--- THE INPUT ---
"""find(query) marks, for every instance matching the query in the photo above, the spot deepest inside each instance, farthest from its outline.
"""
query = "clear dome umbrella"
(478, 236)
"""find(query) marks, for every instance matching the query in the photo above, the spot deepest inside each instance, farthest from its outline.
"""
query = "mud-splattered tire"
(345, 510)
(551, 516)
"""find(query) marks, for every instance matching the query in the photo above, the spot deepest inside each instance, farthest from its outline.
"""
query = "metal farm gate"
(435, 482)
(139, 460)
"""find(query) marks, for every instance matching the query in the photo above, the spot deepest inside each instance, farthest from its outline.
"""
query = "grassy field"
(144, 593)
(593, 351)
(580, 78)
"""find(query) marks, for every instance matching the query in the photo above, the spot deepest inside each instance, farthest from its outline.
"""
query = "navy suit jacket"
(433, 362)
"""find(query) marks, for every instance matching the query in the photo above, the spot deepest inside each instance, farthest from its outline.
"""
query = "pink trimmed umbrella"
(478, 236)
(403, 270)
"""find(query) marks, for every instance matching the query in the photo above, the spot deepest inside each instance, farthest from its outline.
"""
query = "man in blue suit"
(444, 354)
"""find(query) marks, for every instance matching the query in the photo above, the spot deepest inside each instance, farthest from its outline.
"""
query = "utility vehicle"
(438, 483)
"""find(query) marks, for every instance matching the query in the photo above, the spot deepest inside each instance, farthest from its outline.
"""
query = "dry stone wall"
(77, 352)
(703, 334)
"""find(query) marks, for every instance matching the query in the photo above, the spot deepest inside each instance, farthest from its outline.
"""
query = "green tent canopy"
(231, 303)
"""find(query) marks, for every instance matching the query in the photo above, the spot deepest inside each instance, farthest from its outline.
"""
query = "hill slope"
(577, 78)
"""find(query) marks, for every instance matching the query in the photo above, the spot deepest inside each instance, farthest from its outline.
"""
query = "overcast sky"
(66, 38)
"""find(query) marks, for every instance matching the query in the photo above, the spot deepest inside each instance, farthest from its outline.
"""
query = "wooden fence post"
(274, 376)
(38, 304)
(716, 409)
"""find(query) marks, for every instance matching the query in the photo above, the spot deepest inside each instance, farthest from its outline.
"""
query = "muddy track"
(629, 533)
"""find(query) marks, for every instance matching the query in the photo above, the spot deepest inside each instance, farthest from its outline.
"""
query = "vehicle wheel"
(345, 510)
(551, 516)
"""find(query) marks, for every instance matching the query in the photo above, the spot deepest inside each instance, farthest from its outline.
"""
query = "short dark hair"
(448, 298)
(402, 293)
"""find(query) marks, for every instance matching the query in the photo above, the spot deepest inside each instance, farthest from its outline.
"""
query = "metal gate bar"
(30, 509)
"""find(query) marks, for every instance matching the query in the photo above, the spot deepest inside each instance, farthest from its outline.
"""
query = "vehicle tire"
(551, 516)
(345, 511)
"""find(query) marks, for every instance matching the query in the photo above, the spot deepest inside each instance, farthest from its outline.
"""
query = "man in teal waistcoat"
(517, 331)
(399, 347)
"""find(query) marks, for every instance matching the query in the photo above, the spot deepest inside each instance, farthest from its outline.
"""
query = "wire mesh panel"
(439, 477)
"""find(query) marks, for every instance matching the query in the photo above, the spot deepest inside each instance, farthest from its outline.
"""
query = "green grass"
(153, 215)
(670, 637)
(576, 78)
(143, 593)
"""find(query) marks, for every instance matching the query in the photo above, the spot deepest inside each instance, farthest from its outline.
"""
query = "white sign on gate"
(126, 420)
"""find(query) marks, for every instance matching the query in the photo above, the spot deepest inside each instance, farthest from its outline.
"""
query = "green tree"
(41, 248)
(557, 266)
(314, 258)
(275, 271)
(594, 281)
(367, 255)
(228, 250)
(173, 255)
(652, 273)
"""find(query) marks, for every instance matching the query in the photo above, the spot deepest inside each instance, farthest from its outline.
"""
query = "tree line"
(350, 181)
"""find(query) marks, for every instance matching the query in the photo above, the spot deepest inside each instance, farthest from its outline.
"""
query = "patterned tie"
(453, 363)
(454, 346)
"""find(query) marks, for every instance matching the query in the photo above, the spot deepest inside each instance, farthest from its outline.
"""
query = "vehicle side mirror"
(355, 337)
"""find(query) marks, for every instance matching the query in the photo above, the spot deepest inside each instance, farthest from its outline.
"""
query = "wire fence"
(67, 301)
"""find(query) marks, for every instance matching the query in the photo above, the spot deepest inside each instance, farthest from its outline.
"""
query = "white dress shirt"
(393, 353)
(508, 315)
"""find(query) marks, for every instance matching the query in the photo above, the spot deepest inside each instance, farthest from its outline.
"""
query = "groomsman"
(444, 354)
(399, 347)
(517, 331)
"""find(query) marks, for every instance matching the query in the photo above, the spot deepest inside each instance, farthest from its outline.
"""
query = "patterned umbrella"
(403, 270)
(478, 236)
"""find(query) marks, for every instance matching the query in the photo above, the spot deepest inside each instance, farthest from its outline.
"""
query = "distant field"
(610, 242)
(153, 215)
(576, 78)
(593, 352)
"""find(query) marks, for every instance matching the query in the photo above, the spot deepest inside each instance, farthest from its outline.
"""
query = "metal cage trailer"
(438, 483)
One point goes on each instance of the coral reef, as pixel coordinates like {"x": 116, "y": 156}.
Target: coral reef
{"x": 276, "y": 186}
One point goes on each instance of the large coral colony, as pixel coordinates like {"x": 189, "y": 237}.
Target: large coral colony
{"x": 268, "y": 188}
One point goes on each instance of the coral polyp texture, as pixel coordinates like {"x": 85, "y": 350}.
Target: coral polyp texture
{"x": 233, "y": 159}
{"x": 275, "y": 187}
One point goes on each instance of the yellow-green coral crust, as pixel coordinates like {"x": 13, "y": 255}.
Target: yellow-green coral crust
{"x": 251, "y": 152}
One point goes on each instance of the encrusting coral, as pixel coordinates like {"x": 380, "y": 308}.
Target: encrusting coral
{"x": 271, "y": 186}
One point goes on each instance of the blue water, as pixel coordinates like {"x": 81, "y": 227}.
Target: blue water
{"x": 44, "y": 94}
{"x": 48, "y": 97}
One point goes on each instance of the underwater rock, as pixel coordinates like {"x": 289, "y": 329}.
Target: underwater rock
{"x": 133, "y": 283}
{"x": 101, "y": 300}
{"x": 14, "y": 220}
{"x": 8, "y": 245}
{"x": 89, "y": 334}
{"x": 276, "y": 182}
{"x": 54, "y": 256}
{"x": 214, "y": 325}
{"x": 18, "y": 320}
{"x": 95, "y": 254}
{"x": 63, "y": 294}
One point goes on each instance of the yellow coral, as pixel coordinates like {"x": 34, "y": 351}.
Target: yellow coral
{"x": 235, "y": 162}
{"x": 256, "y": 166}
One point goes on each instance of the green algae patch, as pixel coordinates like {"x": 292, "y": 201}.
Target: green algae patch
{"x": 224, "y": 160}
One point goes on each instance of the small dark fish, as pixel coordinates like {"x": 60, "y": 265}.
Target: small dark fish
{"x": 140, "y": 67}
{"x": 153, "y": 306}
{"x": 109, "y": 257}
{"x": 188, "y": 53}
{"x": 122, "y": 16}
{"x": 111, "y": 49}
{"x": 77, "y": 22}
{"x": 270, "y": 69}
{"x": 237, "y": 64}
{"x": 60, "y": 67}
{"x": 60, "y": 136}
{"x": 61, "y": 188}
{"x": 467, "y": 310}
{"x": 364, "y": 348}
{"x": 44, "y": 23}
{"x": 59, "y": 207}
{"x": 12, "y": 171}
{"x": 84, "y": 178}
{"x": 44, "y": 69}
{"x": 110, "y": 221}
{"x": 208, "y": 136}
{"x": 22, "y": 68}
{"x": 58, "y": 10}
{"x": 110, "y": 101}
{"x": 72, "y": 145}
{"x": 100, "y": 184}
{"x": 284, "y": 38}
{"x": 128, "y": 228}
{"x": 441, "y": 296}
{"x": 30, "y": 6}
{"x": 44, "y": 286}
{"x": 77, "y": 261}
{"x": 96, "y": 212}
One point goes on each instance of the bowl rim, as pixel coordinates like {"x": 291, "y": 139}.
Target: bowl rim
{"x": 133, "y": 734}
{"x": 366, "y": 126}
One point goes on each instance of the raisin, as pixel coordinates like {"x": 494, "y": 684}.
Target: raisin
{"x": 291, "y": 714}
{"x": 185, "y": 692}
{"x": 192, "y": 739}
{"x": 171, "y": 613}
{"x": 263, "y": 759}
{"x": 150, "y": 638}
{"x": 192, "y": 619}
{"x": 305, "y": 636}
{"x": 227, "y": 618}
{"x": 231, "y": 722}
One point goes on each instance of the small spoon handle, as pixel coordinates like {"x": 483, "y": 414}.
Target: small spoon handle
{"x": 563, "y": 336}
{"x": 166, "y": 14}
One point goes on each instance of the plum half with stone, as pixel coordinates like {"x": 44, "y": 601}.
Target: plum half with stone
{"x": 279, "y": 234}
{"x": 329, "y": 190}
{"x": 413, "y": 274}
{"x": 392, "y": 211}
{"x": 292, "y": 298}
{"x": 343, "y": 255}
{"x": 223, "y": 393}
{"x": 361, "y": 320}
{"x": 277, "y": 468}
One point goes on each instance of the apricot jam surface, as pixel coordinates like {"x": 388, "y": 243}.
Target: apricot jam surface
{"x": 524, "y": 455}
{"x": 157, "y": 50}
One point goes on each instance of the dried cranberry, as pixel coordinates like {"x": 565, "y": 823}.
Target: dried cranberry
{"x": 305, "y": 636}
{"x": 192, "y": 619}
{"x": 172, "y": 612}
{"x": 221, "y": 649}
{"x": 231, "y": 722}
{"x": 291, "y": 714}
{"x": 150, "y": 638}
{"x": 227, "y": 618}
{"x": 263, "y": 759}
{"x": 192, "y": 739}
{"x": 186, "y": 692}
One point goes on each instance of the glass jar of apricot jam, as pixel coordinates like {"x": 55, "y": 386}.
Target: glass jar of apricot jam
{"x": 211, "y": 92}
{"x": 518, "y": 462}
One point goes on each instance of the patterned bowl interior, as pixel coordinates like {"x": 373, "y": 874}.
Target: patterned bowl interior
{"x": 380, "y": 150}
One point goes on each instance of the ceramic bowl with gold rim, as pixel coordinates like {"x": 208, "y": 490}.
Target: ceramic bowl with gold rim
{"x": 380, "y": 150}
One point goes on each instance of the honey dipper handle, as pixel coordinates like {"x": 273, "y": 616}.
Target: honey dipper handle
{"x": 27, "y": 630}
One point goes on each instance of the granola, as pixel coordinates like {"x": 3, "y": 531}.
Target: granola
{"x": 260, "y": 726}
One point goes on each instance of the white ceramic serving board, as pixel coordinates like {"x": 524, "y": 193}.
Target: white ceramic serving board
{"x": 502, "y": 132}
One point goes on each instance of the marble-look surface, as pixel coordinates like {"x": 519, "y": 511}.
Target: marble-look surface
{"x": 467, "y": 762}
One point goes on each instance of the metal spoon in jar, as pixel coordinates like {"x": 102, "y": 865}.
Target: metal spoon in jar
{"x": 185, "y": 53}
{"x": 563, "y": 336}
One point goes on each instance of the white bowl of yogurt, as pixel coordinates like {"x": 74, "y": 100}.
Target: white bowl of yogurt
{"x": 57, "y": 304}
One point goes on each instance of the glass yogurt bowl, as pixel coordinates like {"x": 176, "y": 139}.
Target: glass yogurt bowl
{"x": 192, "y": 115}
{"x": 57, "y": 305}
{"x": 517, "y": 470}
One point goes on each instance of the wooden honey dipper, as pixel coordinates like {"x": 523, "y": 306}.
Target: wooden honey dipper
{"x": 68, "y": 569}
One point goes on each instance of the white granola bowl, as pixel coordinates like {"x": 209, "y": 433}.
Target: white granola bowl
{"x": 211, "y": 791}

--- SHORT PROBLEM ---
Through the last line of the entries above, beginning at the line containing "One point goes on each instance of the white bowl", transcribe each line exactly, both ends included and nothing more.

--- CORRECT OUTPUT ---
One point goes on each instance of the white bowl of yogurt, as pixel coordinates like {"x": 74, "y": 100}.
Target: white bowl of yogurt
{"x": 57, "y": 304}
One point goes on each instance of the glass yogurt bowl, as pixel coordinates like {"x": 176, "y": 139}.
Target: glass yogurt bowl
{"x": 192, "y": 115}
{"x": 57, "y": 305}
{"x": 517, "y": 470}
One point goes on each instance of the wooden honey dipper, as pixel coordinates like {"x": 523, "y": 306}.
Target: wooden honey dipper
{"x": 68, "y": 569}
One point goes on each instance of the white granola bowl, as pixel coordinates like {"x": 209, "y": 433}.
Target: white granola bowl
{"x": 211, "y": 791}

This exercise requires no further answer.